*What the exercise asks*
Please copy every line of the data in which the string "wooden" appears.

(Stored records)
--- START ---
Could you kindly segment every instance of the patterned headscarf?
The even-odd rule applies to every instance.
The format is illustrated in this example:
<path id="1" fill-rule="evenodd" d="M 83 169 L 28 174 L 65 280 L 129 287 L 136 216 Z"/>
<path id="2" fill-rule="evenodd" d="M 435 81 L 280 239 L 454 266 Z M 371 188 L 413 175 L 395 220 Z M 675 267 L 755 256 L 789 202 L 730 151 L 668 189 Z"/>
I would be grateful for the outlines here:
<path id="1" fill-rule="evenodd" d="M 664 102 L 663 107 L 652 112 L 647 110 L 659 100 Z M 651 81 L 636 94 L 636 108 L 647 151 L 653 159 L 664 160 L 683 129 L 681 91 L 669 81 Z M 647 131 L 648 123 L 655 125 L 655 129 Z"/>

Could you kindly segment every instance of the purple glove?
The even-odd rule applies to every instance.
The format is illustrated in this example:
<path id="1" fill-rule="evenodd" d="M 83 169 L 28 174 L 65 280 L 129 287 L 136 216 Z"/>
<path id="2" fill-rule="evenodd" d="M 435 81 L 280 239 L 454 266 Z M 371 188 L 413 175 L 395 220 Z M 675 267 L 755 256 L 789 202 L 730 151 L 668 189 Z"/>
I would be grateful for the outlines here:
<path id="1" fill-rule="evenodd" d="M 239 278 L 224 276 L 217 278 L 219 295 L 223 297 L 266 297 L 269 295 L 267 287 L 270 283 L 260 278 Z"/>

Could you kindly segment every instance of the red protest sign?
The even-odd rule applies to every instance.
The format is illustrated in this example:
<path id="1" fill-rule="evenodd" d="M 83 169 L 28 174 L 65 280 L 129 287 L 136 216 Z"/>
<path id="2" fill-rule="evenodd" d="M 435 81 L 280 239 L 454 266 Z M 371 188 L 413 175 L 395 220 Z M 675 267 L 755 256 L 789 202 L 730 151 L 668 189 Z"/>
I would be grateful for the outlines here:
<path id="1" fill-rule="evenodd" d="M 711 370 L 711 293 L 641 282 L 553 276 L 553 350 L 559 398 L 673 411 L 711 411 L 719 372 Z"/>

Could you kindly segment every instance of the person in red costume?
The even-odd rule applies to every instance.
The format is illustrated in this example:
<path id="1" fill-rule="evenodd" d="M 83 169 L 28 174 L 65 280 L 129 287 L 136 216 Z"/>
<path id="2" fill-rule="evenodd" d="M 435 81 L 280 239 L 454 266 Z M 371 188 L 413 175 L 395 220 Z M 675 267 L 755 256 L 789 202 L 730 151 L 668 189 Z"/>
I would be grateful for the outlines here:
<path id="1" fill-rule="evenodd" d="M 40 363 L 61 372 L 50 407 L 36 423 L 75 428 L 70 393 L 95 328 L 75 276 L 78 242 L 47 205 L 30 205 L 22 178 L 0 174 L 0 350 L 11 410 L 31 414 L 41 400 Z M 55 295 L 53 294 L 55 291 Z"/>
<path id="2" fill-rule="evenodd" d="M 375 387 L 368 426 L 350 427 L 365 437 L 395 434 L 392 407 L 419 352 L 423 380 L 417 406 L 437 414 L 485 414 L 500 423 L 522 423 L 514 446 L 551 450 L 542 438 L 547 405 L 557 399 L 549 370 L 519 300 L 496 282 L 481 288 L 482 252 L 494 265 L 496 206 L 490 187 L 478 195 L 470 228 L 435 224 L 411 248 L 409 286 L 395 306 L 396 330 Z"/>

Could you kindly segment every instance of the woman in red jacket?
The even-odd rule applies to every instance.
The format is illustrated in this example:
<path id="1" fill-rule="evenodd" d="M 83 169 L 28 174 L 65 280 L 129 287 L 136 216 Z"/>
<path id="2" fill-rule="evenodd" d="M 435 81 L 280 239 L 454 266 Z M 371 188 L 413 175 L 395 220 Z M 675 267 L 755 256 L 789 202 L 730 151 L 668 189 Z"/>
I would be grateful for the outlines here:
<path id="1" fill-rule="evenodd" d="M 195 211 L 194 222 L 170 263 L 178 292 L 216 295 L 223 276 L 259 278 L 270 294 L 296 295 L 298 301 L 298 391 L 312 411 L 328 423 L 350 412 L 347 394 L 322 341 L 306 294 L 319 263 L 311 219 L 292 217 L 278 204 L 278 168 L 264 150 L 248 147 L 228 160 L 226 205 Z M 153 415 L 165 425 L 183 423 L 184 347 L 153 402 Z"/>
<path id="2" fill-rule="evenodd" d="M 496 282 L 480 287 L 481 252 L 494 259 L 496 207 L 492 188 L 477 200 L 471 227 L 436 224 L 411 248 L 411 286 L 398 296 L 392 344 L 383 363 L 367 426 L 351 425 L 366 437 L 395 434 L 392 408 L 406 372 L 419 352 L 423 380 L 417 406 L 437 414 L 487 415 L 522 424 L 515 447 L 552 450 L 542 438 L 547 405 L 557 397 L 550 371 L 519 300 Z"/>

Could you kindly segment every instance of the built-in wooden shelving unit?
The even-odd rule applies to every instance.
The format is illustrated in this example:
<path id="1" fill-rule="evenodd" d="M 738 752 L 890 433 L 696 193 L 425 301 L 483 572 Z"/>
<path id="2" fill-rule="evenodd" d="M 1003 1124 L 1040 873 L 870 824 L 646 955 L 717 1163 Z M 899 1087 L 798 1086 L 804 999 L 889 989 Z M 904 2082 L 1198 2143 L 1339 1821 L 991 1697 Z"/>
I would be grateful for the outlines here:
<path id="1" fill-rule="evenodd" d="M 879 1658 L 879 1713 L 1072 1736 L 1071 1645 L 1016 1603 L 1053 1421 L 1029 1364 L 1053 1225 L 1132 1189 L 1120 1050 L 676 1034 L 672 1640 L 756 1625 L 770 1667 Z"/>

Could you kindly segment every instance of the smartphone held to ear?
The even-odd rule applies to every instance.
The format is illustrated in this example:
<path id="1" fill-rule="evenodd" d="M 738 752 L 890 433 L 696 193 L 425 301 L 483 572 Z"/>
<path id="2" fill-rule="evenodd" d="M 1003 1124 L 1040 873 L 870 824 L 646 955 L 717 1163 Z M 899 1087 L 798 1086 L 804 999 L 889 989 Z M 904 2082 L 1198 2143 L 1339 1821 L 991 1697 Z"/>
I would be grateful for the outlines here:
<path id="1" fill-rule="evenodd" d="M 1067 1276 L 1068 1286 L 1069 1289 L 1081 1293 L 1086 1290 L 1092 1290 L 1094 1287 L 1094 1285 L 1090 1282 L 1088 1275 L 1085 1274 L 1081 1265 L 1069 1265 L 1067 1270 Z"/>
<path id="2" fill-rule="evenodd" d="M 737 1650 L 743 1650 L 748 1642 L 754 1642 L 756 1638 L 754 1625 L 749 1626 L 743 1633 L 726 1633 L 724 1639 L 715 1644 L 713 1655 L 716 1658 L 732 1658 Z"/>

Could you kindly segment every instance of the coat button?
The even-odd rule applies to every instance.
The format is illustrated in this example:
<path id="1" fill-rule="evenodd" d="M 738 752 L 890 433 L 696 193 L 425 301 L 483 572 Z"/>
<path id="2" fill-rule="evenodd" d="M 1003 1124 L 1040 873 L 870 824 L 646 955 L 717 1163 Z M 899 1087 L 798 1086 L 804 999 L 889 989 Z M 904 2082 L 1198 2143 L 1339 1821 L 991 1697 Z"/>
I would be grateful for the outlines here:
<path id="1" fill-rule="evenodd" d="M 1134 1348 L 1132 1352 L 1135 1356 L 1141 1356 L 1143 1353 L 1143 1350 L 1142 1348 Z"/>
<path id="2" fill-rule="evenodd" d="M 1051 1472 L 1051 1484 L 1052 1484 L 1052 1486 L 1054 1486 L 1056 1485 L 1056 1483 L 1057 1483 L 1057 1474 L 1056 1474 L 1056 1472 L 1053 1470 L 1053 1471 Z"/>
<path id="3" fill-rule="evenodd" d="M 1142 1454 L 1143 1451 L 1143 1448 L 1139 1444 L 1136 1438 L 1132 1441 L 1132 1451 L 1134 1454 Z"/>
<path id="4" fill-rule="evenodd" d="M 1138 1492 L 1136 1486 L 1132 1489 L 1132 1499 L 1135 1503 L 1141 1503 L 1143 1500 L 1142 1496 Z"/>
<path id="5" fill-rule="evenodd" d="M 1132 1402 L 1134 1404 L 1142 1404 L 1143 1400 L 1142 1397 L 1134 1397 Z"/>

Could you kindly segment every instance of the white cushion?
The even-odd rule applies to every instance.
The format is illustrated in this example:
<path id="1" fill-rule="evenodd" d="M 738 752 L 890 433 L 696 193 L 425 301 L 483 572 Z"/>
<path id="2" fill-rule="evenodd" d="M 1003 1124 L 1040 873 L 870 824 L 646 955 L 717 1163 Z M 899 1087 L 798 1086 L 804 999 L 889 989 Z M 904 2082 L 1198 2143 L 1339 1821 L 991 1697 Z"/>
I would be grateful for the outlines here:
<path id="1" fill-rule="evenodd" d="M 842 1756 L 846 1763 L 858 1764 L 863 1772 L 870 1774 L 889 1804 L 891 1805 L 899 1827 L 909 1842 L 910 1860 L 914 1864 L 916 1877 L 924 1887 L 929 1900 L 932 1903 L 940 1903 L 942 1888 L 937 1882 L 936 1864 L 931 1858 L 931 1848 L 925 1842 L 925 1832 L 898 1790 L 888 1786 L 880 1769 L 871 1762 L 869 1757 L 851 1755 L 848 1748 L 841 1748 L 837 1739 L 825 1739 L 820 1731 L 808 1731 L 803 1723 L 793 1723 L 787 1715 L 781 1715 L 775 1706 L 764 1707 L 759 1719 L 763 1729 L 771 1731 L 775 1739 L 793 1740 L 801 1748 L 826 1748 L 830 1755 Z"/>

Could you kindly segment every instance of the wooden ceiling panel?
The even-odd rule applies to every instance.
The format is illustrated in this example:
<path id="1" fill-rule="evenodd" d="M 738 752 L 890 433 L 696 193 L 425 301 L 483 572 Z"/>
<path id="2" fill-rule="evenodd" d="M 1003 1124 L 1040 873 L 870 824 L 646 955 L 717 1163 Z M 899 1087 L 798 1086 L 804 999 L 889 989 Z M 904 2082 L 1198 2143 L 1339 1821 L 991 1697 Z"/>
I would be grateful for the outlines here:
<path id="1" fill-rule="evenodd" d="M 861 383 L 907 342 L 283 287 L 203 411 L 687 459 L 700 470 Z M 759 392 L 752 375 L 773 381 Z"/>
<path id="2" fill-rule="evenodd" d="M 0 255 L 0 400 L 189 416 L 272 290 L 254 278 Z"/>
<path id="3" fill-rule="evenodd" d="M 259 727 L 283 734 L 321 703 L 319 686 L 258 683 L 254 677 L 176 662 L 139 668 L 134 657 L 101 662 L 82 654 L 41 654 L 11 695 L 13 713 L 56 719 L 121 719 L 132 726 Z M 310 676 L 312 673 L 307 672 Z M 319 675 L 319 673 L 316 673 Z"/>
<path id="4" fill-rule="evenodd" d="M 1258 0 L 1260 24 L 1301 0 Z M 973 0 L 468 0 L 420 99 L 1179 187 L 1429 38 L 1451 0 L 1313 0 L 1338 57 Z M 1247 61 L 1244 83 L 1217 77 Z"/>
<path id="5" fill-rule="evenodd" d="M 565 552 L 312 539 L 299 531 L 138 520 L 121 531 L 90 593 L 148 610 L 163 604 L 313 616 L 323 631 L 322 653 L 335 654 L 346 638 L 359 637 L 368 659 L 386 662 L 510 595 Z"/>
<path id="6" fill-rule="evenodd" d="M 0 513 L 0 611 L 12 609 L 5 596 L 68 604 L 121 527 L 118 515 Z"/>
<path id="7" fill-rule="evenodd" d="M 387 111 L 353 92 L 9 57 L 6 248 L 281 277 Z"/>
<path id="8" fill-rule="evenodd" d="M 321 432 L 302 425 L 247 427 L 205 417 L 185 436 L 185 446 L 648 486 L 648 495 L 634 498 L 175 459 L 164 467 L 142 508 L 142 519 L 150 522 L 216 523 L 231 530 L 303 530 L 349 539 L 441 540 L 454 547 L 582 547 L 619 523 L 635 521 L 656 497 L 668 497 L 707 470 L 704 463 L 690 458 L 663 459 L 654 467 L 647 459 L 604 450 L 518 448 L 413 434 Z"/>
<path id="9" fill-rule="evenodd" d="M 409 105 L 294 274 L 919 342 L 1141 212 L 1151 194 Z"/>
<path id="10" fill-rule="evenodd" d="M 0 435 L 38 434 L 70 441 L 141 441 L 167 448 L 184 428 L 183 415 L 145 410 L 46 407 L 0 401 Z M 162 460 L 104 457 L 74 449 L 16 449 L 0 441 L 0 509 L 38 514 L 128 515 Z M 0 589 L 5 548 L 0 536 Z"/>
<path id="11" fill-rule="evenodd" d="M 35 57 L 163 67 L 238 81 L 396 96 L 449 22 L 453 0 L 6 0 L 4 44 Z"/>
--- END ---
*Completed exercise*
Could you kindly segment every instance of the built-in wooden shelving unit?
Could you kindly segment every instance of the wooden ceiling panel?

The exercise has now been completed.